──────── INFORMATION SUPPLIED ────────

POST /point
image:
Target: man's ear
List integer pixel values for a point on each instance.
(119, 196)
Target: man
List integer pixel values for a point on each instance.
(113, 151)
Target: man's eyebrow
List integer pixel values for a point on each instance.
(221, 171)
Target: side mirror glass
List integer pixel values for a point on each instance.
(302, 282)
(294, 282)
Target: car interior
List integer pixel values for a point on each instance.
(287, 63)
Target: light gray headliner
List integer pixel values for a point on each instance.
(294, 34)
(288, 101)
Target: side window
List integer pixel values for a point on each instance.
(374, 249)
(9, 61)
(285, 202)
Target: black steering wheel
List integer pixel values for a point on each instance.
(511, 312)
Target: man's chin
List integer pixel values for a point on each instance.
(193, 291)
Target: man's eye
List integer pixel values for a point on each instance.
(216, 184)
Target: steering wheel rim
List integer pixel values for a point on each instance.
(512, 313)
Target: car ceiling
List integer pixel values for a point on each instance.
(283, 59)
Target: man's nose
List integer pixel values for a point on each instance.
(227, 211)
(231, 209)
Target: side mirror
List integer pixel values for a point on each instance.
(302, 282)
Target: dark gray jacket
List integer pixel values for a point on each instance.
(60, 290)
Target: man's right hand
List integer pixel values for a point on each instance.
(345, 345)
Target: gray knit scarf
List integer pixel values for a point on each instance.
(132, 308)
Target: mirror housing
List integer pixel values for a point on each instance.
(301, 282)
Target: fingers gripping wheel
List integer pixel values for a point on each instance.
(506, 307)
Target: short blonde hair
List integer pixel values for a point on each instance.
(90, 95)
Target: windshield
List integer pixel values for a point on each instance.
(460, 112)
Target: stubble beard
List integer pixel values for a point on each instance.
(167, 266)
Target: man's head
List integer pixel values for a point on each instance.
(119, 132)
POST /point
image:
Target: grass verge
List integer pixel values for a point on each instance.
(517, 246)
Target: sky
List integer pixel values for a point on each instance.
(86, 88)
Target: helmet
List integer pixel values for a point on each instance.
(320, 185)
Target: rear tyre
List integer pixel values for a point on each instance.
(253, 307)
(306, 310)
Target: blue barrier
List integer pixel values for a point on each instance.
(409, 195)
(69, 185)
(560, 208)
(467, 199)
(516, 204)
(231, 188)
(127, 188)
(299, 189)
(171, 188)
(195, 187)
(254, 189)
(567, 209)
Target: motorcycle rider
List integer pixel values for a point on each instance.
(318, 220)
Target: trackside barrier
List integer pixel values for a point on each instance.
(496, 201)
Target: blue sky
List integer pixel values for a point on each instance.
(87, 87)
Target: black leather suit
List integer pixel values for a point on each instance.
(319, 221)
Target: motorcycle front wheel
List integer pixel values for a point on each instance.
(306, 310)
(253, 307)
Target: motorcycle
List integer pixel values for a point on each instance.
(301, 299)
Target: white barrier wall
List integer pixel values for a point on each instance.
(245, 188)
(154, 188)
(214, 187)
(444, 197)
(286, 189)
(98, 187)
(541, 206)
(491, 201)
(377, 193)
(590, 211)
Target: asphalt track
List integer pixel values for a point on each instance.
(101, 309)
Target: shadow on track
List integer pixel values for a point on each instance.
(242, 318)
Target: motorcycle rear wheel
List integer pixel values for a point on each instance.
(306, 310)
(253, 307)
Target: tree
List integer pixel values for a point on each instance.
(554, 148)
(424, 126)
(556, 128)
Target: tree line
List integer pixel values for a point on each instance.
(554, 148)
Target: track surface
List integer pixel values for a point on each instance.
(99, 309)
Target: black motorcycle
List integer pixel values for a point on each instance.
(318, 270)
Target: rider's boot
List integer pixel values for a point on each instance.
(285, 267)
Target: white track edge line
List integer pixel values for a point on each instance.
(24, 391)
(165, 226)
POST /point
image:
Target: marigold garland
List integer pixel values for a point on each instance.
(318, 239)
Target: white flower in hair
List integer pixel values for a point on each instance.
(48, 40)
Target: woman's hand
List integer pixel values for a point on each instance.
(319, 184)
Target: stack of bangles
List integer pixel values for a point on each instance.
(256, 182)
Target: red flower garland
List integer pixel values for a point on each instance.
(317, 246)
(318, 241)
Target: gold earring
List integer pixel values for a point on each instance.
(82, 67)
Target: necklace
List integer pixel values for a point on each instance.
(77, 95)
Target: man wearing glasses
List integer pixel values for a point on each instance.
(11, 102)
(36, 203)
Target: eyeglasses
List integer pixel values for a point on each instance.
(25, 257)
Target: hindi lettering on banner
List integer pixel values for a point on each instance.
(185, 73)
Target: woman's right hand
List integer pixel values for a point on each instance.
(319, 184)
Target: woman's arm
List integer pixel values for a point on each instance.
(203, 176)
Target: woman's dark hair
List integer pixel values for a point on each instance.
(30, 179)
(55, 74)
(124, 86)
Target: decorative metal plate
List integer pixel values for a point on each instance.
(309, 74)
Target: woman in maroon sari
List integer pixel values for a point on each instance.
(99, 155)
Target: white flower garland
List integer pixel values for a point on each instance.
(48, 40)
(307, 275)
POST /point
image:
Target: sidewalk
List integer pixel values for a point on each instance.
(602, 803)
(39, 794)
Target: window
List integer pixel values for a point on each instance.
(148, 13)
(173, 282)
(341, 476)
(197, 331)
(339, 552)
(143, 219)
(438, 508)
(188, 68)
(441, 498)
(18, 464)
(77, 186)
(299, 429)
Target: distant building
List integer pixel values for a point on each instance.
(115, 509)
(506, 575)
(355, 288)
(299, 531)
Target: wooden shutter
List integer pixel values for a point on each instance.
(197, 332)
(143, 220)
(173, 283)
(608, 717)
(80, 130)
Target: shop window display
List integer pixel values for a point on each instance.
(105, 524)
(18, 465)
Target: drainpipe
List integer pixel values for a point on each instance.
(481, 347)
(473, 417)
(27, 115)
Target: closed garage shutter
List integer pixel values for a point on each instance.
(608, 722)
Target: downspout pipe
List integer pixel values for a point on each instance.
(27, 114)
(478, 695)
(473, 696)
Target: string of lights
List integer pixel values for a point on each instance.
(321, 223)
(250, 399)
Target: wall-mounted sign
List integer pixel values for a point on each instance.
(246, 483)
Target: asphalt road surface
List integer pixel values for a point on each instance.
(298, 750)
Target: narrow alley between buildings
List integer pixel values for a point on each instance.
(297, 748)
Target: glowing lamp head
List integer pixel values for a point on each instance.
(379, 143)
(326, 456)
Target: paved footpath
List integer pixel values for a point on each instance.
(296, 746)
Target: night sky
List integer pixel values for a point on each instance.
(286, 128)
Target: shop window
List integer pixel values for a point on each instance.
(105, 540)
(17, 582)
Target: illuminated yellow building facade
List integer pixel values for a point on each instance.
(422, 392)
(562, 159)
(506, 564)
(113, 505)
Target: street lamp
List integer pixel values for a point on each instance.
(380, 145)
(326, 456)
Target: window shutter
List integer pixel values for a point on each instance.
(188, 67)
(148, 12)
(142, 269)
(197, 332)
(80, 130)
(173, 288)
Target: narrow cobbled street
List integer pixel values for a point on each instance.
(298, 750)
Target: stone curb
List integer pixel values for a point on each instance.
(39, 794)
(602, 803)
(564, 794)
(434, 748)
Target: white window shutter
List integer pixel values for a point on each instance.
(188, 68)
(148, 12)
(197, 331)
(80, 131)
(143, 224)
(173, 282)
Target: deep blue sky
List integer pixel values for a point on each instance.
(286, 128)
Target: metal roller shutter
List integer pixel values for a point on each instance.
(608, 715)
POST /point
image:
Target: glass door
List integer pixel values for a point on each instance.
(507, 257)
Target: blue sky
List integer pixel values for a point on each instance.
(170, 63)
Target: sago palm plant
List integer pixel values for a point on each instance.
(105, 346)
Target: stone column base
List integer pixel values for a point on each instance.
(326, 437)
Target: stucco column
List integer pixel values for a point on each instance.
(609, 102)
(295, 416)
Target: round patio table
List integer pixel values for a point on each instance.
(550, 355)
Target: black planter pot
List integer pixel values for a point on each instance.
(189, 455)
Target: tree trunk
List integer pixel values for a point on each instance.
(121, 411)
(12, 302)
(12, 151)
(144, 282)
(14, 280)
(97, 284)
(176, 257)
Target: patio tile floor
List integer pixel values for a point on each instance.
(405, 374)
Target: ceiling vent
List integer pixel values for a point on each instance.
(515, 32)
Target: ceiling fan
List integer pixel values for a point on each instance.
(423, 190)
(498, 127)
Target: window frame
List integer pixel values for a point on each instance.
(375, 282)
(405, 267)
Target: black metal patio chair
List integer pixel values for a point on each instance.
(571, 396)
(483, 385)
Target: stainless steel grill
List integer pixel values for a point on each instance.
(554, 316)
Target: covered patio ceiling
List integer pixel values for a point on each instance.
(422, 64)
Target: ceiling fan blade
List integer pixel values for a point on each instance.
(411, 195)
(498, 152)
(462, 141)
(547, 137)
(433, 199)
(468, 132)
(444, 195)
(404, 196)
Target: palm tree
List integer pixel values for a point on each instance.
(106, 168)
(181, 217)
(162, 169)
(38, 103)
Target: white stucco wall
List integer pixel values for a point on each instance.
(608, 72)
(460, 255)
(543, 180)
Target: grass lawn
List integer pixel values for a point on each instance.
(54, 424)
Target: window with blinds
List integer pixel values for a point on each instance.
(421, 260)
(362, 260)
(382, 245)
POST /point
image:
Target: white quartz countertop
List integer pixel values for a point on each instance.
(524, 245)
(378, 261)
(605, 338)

────────

→ **INSTRUCTIONS FOR THE TASK**: Could you rewrite the records from the line containing "Target: window frame" through the end of the records, requests included, offsetting both coordinates of every point by 142?

→ **EXPECTED ANSWER**:
Target: window frame
List integer pixel values for a point on each instance.
(517, 424)
(547, 409)
Target: black metal patio chair
List integer pixel values for a point on each instance.
(713, 538)
(625, 527)
Target: stainless steel grill
List integer pixel values for a point on each instance.
(696, 458)
Target: covered patio ceiling
List integer pixel values for a point on each instance.
(564, 206)
Target: ceiling fan blade
List integer pixel values for a point on each instance.
(553, 337)
(640, 294)
(604, 283)
(689, 279)
(575, 341)
(610, 274)
(586, 337)
(546, 338)
Target: palm tree
List integer pixel values for a point on each instance.
(248, 310)
(323, 359)
(304, 311)
(180, 245)
Target: white stucco wall
List integer pixel values for a point on each instance.
(750, 214)
(602, 397)
(685, 322)
Target: grass lawn
List integer pixel values for a point on each instance.
(196, 566)
Target: window with blinds
List integer pixel values for a point on each instance.
(563, 402)
(504, 402)
(524, 387)
POST /point
image:
Target: white quartz countertop
List integer pixel values for a point on each instance.
(666, 387)
(520, 403)
(747, 480)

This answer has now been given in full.